Could you quote the passage on Gordy's children and marriages between "Gordy, who was" and "June 25, 1959)", inclusive, word for word?

Text:
_ _ _ _

Gordy, who was married and divorced three times, has eight children with six different women. His publishing company, Jobete, was named after his three eldest children: Joy, Berry and Terry.

He had three children with his first wife, Thelma Coleman, who he married in 1953. They divorced in 1959:
- Hazel Joy Gordy (born August 24, 1954), was once married to Jermaine Jackson
- Berry Gordy IV (born October 1955), father to Skyler Austen Gordy
- Terry James Gordy (born August 1956)

In the spring of 1960, he married Raynoma Mayberry Liles. They divorced in 1964. They had one son:
- Kerry Gordy (born June 25, 1959)
With Jeana Jackson, Gordy had one daughter:
- Sherry Gordy (born May 23, 1963)
With his then-mistress Margaret Norton, Gordy had a son:
- Kennedy William Gordy (born March 15, 1964); would later become known as the Motown musician Rockwell

Gordy had a daughter with Motown artist Diana Ross, with whom he had an intimate relationship from 1965 to 1970:
- Rhonda Suzanne Silberstein (born August 14, 1971)
Gordy's eighth and youngest child is a son born to Nancy Leiviska:
- Stefan Kendal Gordy (born September 3, 1975); he is known by his stage name, Redfoo, as one member of the duo LMFAO. The other member is Skyler Gordy, born August 23, 1986, known professionally as SkyBlu. He is a grandson of Gordy and Thelma Coleman through their son Berry IV and his wife, Valerie Robeson.

Berry married Grace Eaton on July 17, 1990, and they divorced in 1993.

He is a second cousin of US president Jimmy Carter. His relation to Carter stems from their white great-grandfather James Thomas Gordy who owned a black female slave named Esther Johnson.

A sexual assault lawsuit filed against Jermaine Jackson in December 2023 by Rita Barrett, who was the wife of Gordy's friend Ben Barrett, alleged Gordy assisted in covering up Jackson's sexual assault of her in 1988.

_ _ _ _

Supplied entries:
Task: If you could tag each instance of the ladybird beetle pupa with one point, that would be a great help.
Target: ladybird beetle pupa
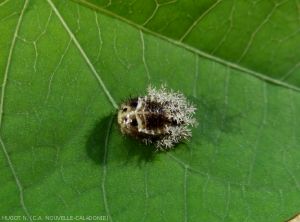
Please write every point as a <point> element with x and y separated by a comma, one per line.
<point>162,118</point>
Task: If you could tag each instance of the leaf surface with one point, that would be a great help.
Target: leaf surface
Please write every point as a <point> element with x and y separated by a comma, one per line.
<point>252,36</point>
<point>64,69</point>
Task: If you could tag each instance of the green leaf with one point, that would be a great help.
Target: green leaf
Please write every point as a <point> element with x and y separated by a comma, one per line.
<point>65,67</point>
<point>251,36</point>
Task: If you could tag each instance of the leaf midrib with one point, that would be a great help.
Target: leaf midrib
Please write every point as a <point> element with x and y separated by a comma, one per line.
<point>201,53</point>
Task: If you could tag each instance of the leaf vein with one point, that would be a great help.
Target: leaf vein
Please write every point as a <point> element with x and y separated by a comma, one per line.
<point>84,55</point>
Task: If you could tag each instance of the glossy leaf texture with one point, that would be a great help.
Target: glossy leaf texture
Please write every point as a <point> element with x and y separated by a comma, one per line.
<point>64,68</point>
<point>252,36</point>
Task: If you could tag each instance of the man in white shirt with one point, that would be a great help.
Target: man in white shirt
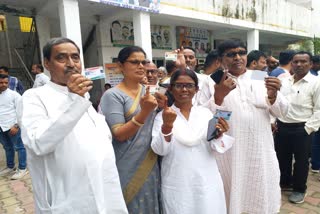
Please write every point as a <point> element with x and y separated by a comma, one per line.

_ _ _ _

Answer for the task:
Gordy, who was married and divorced three times, has eight children with six different women. His publishing company, Jobete, was named after his three eldest children: Joy, Berry and Terry.

He had three children with his first wife, Thelma Coleman, who he married in 1953. They divorced in 1959:
- Hazel Joy Gordy (born August 24, 1954), was once married to Jermaine Jackson
- Berry Gordy IV (born October 1955), father to Skyler Austen Gordy
- Terry James Gordy (born August 1956)

In the spring of 1960, he married Raynoma Mayberry Liles. They divorced in 1964. They had one son:
- Kerry Gordy (born June 25, 1959)